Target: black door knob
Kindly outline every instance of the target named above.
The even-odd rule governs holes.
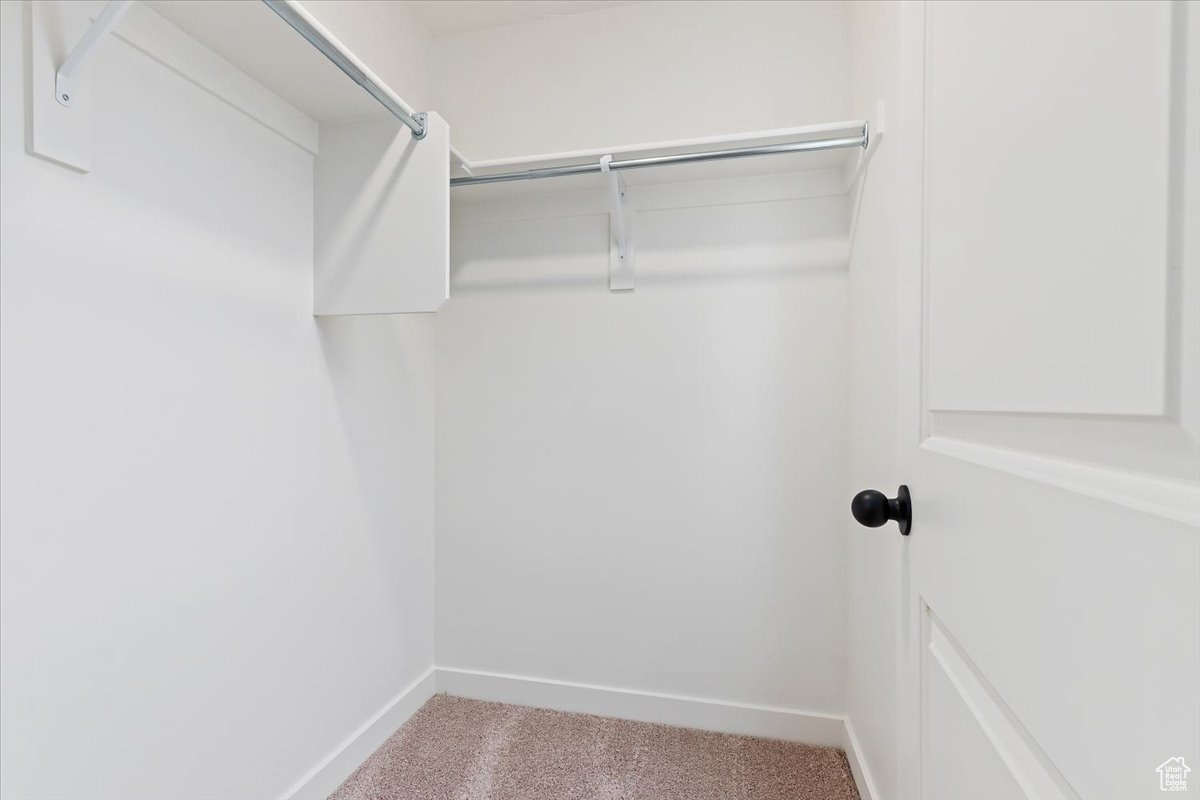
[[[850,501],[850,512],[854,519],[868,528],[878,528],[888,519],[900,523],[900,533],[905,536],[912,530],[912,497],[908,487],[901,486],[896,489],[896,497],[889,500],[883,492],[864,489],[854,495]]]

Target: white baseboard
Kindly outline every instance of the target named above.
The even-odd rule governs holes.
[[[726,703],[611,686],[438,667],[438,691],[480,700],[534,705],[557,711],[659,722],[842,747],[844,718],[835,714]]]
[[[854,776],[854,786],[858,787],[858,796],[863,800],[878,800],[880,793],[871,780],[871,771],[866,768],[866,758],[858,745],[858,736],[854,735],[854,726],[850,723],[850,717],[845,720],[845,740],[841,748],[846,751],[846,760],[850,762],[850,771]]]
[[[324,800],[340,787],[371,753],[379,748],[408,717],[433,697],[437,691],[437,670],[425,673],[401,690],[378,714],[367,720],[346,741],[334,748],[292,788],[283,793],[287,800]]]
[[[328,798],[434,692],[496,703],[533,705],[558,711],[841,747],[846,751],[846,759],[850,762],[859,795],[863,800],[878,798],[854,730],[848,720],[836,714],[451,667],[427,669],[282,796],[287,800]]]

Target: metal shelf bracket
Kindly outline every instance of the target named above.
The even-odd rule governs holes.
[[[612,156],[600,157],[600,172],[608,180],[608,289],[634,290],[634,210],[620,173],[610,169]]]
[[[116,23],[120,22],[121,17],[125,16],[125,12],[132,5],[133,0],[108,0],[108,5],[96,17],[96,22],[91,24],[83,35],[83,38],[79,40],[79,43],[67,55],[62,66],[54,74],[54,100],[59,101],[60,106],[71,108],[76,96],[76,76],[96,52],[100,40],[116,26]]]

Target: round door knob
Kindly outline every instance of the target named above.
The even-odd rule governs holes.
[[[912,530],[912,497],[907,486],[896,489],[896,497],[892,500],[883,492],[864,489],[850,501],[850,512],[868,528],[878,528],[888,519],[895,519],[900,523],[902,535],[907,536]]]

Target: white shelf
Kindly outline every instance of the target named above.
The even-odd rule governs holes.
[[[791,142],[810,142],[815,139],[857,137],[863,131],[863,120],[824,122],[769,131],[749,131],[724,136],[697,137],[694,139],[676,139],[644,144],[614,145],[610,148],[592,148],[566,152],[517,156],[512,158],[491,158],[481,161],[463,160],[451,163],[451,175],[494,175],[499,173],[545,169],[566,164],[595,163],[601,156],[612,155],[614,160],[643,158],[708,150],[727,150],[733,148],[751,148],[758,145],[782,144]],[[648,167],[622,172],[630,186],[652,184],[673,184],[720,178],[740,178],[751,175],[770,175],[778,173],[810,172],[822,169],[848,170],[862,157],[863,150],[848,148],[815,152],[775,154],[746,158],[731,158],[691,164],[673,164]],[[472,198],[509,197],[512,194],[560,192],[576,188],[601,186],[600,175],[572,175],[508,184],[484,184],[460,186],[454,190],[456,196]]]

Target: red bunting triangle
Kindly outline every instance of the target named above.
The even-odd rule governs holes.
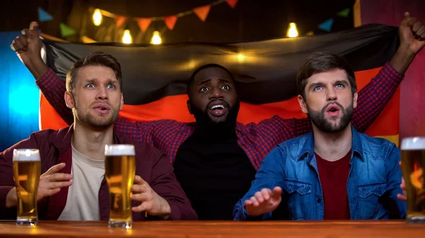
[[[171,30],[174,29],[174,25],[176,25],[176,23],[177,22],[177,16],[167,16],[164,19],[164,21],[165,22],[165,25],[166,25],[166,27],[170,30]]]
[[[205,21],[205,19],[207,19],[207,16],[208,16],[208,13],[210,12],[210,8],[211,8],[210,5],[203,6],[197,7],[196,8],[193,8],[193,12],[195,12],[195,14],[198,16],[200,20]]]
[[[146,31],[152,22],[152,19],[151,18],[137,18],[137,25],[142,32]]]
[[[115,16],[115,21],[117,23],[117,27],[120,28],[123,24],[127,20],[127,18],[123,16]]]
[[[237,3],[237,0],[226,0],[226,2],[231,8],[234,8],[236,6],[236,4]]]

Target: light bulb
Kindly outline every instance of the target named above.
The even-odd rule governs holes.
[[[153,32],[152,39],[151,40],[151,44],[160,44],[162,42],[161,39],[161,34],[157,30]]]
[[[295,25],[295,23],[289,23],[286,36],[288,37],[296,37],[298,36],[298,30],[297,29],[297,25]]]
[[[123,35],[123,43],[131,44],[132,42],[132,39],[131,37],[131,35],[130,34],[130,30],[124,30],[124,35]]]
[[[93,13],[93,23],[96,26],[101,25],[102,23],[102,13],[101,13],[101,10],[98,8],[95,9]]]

··········

GIVEN EXERCISE
Reproduce all of the rows above verbatim, omitting the pictures.

WORKED SOLUTION
Target: black door knob
Kindly outline every instance of the target named above.
The even-odd rule governs holes.
[[[850,501],[850,512],[854,519],[868,528],[878,528],[888,519],[900,523],[900,533],[905,536],[912,530],[912,497],[908,487],[901,486],[896,489],[896,497],[889,500],[883,492],[864,489],[854,495]]]

Target: white baseboard
Kindly outline every instance of the target named above.
The even-odd rule governs holes.
[[[726,703],[611,686],[438,667],[438,691],[480,700],[534,705],[557,711],[659,722],[842,747],[844,718],[835,714]]]
[[[854,776],[854,786],[858,787],[858,796],[863,800],[878,800],[880,793],[871,780],[871,771],[866,768],[866,758],[858,745],[858,736],[854,735],[854,726],[850,723],[850,717],[845,720],[845,740],[841,748],[846,751],[846,760],[850,762],[850,771]]]
[[[324,800],[340,787],[371,753],[379,748],[408,717],[433,697],[437,691],[437,670],[425,673],[401,690],[378,714],[367,720],[346,741],[334,748],[292,788],[283,793],[287,800]]]
[[[328,798],[434,692],[496,703],[533,705],[558,711],[841,747],[846,751],[846,759],[850,762],[859,795],[863,800],[878,798],[854,730],[848,720],[836,714],[451,667],[427,669],[282,796],[287,800]]]

Target: metal shelf bracket
Kindly outline every instance of the target named above.
The even-odd rule governs holes.
[[[612,156],[600,157],[600,172],[608,180],[608,289],[634,290],[634,210],[620,173],[610,169]]]
[[[116,23],[120,22],[121,17],[125,16],[125,12],[132,5],[133,0],[108,0],[108,5],[96,17],[96,22],[91,24],[83,35],[83,38],[79,40],[79,43],[67,55],[62,66],[54,74],[54,100],[59,101],[60,106],[71,108],[76,96],[76,76],[96,52],[100,40],[116,26]]]

Target: round door knob
Kindly outline every instance of the target named above.
The even-odd rule governs holes.
[[[912,530],[912,497],[907,486],[896,489],[896,497],[892,500],[883,492],[864,489],[850,501],[850,512],[868,528],[878,528],[888,519],[895,519],[900,523],[902,535],[907,536]]]

Target: white shelf
Kindly outline every instance of the target named above.
The even-odd rule governs holes.
[[[791,142],[810,142],[815,139],[857,137],[863,131],[863,120],[824,122],[769,131],[749,131],[724,136],[697,137],[694,139],[676,139],[644,144],[614,145],[610,148],[592,148],[566,152],[517,156],[512,158],[491,158],[481,161],[463,160],[451,163],[451,175],[494,175],[499,173],[545,169],[566,164],[595,163],[601,156],[612,155],[614,160],[643,158],[708,150],[727,150],[733,148],[751,148],[758,145],[782,144]],[[648,167],[622,172],[630,186],[652,184],[673,184],[720,178],[740,178],[751,175],[770,175],[778,173],[810,172],[822,169],[848,170],[862,157],[863,150],[848,148],[815,152],[775,154],[746,158],[731,158],[691,164],[673,164]],[[472,198],[509,197],[512,194],[560,192],[576,188],[601,186],[600,175],[572,175],[508,184],[484,184],[460,186],[454,190],[456,196]]]

Target: red bunting triangle
Kindly outline every instance of the target named above.
The even-odd rule governs holes.
[[[171,30],[174,29],[174,25],[176,25],[176,23],[177,22],[177,16],[167,16],[164,19],[164,21],[165,22],[165,25],[166,25],[166,27],[170,30]]]
[[[205,21],[205,19],[207,19],[207,16],[208,16],[208,13],[210,12],[210,8],[211,8],[210,5],[203,6],[197,7],[196,8],[193,8],[193,12],[195,12],[195,14],[198,16],[200,20]]]
[[[146,31],[152,22],[152,19],[151,18],[137,18],[137,25],[142,32]]]
[[[115,16],[115,21],[117,23],[117,27],[120,28],[123,24],[127,20],[127,18],[123,16]]]
[[[237,3],[237,0],[226,0],[226,2],[231,8],[234,8],[236,6],[236,4]]]

Target: light bulb
Kindly outline every instance of the target named above.
The even-odd rule governs holes.
[[[153,32],[152,39],[151,40],[151,44],[160,44],[162,42],[161,39],[161,34],[157,30]]]
[[[295,25],[295,23],[289,23],[286,36],[288,37],[296,37],[298,36],[298,30],[297,29],[297,25]]]
[[[123,35],[123,43],[131,44],[132,42],[132,39],[131,37],[131,35],[130,34],[130,30],[124,30],[124,35]]]
[[[93,13],[93,23],[96,26],[101,25],[102,23],[102,13],[101,13],[101,10],[98,8],[95,9]]]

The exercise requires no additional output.